**REQUIREMENT:** What you return must be every line below that includes the word "plastic".

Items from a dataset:
· · · · · · ·
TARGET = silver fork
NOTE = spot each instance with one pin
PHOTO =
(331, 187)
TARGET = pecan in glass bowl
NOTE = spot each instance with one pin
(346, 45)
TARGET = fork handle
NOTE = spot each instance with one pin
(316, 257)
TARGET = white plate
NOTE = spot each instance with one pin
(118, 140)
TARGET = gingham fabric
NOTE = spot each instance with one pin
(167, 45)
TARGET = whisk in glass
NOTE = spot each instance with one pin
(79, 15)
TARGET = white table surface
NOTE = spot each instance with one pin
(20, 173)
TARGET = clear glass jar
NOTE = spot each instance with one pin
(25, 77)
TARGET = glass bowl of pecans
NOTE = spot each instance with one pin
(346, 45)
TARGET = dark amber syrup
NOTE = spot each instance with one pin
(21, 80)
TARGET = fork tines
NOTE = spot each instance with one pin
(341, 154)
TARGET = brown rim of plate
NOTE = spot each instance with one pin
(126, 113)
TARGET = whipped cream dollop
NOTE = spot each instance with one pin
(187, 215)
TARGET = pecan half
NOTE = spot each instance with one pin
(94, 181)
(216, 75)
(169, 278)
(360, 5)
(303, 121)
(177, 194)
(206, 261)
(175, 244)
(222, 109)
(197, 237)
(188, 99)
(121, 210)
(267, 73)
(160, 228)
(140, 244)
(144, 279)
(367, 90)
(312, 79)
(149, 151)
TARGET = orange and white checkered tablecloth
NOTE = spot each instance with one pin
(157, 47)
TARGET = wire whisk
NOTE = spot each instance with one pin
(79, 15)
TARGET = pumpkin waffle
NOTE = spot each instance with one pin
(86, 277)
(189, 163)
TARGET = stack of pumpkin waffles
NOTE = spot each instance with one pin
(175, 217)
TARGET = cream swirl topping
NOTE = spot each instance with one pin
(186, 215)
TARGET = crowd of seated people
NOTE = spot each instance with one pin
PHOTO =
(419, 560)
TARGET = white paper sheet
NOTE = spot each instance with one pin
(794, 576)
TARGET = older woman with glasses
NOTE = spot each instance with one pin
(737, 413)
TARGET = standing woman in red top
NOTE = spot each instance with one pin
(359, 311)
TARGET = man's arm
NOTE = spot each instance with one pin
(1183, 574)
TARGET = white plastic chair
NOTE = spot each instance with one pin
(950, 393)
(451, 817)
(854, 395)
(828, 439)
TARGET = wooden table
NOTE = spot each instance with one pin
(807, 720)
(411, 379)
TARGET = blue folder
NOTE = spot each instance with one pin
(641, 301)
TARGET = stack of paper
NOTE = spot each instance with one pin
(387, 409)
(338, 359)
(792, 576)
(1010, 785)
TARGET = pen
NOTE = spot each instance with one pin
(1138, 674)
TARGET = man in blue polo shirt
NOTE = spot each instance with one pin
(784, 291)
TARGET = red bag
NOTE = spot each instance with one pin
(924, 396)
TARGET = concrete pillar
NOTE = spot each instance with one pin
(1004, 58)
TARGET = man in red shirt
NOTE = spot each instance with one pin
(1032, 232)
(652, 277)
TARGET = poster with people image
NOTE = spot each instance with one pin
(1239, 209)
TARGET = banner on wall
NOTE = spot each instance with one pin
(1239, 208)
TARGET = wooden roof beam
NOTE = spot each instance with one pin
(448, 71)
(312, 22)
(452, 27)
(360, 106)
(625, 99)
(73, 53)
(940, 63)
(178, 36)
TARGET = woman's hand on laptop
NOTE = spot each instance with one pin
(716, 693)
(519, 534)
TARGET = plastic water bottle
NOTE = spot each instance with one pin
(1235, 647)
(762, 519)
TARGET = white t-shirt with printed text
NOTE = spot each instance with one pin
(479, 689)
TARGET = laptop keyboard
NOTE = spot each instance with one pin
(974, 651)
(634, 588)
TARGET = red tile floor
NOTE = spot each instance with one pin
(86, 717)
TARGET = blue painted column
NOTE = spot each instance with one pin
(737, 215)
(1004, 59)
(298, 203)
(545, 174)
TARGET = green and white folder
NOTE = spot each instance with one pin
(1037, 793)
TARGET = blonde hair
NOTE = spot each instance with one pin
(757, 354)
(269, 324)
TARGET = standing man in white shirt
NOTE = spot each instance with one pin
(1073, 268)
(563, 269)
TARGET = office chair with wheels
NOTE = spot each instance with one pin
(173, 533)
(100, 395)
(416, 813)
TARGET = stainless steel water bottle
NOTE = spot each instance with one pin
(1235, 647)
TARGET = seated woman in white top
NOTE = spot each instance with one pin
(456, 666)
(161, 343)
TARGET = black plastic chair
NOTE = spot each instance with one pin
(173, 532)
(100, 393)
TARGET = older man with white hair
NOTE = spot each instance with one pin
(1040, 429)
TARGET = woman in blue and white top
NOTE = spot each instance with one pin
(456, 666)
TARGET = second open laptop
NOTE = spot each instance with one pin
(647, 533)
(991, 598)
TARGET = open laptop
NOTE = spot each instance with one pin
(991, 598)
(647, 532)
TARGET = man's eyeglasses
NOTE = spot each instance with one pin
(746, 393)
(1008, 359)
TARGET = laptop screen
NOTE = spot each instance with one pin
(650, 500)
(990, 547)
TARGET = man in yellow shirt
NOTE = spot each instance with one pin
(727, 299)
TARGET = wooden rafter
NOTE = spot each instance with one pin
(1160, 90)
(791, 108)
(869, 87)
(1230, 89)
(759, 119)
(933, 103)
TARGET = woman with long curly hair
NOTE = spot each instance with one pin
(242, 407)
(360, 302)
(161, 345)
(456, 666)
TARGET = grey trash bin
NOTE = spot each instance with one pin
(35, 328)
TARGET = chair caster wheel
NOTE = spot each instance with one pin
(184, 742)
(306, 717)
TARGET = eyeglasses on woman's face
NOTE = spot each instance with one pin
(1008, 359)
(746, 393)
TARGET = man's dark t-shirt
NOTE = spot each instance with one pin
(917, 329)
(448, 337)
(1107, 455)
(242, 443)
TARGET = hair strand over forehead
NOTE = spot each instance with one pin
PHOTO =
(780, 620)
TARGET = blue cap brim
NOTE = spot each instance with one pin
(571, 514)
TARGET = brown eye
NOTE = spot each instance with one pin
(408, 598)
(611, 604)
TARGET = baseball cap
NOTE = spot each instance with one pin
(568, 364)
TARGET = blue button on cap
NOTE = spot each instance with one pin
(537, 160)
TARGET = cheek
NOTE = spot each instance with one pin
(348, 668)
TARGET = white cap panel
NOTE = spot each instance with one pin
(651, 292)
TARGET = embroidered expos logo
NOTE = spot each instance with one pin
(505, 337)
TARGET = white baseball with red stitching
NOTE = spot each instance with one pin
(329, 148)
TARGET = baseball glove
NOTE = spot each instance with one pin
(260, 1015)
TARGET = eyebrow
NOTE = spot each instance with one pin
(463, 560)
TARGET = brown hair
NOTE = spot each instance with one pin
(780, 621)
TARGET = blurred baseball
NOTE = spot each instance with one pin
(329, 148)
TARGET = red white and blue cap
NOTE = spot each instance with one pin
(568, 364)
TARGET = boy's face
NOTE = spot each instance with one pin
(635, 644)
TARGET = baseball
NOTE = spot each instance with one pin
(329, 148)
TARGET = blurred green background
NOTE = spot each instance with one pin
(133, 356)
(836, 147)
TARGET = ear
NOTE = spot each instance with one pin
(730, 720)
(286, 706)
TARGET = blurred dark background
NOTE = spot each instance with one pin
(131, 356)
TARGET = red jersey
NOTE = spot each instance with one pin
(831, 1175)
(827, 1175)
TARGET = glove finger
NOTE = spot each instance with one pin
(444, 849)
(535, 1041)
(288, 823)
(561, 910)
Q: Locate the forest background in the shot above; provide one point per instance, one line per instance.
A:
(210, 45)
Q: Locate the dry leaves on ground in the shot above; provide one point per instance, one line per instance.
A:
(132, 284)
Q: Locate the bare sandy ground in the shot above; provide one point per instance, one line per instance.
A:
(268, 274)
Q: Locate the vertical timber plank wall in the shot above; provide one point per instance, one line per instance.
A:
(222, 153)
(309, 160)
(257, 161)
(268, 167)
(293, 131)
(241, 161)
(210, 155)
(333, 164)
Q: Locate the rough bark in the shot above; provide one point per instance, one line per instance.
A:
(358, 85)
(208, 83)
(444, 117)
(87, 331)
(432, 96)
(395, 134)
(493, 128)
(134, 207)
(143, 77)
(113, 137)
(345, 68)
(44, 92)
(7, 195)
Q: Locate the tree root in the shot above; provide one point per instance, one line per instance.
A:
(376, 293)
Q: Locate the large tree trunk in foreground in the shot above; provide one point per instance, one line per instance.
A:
· · · · · · ·
**SOLUTION TO THIS TASK:**
TARGET = white plastic chair
TARGET = plastic water bottle
TARGET = black plastic chair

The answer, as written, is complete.